• TASK STATEMENT: Continue the Show HN draft about the Terms of Service rater, shown below, picking up right after its final sentence.

• TEXT UNDER STUDY:
* * *

"Show HN draft — Terms of Service rater on a DGX Spark"

2026-06-03

Show HN draft

Title options (pick one)

Show HN: I rate every Terms of Service with a local LLM on a box in my house
Show HN: Rate any Terms of Service, privacy, or cookie policy 1–5 stars (local LLM)
Show HN: A Terms of Service rater that runs on one DGX Spark on my desk

(#1 is the strongest — it leads with the human + the "local, on my desk" angle HN likes.)

URL to submit

https://digitalsurfacelabs.com/u/joe/pages/tos-checker

Body text (first comment, posted by OP immediately)

Nobody reads the Terms of Service. Or the privacy policy, or the cookie banner. Not because they're hard — because reading them is never worth the minutes, so we click "Accept" and move on. That made sense when the only thing that could read them was a person. It stopped making sense the moment a model could read one in seconds for a fraction of a cent.

So I built a thing that pays that tax for me. Paste a policy URL (or install the extension and it does it as you browse) and it scores the document 1–5 stars on a fixed, published rubric: data collection, retention, third-party sharing, user rights, and dispute resolution for terms/privacy; consent quality, tracking scope, third-party trackers, retention, and banner dark-patterns for cookie policies. Every axis comes back with a verbatim evidence quote and a citation into the rubric, so you can audit the reasoning instead of trusting a black box. The rubric files are rendered live on the methodology pages — the page shows you the exact check it ran.

The part I think is interesting: it all runs on a single NVIDIA DGX Spark on my desk — not an API, not a data center. One GB10 box, ~160W at the wall while it's thinking. That has consequences I decided to be honest about rather than hide:

A policy the system has never seen takes ~50s to rate (an 80B model, one generation at a time). The page shows your place in the queue.

* * *

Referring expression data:
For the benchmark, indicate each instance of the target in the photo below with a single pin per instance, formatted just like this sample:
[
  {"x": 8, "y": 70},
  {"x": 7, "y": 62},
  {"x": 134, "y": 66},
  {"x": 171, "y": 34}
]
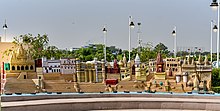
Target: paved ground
[
  {"x": 107, "y": 103},
  {"x": 148, "y": 110},
  {"x": 85, "y": 100}
]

* * *

• RESULT:
Ratings are cached and shared across everyone, so popular policies (Google, Apple, etc.) come back instantly — it's a DB lookup, no model.
Under load (e.g. this post), novel-URL scans line up behind each other. That's the honest tradeoff of running it on hardware I own instead of renting GPUs.

By my measurement it costs about 0.04 of a cent and ~2.2 watt-hours to read one full policy — less than leaving a phone charger plugged in for an hour. There's a companion post that pulls my own numbers (how many policies I hit last week, best/worst, the live Spark stats): https://digitalsurfacelabs.com/u/joe/pages/blog-i-agree

Stack: Node/TypeScript, a small priority queue that serializes the single Spark and falls back to a cloud model when a human is waiting and the box is busy, SQLite for the rating cache, and a Chrome extension that shows a star badge on policy pages. If you connect an account it keeps a private, clearable history of every policy you've agreed to (off by default).

Big caveats, stated up front: it's an LLM, so it misreads and misses things; it is not legal advice; and the rubric encodes one opinionated view of "good." It's a reading aid to tell you what to read more carefully, nothing more. Happy to talk about the rubric, the queue design, the Spark, or where it's wrong.

Pre-post checklist

[ ] Warm the cache broadly (sequential, to avoid the burst-timeout): SEED_BASE=https://digitalsurfacelabs.com npx tsx scripts/seed-tos-ratings.ts
[ ] Open the page in an incognito window — confirms it works with no login and the default URL is instant (cached).
[ ] Do one fresh scan of an obscure ToS — confirm the queue/position UI + ~50s land.
[ ] Skim the three methodology pages render the live corpus; "view raw markdown" works.
[ ] Confirm the disclaimer reads well (top + bottom).
[ ] Blog post (/blog-i-agree) shows real "week in fine print" numbers (browse a few policy pages with the extension connected first so it isn't empty).
[ ] Have the extension .zip / Web Store listing status ready to answer "can I install it?" (Web Store review takes 1–3 days — submit before launch day).

Posting notes

Post Tue–Thu, ~8–10am ET, as a Show HN. Be in the thread for the first 2–3 hours.
Lead replies with substance (the queue/latency design, the rubric, the Spark) — HN rewards the honest engineering story over the pitch.
Expect pushback on: "an LLM rating legal docs is irresponsible." The disclaimer + "reading aid, not advice" + the auditable evidence quotes are the answer.
Expect "why a DGX Spark and not just an API?" — the honest answer (I have the box, it's idle, the data stays home, and it's a fun constraint) plays well.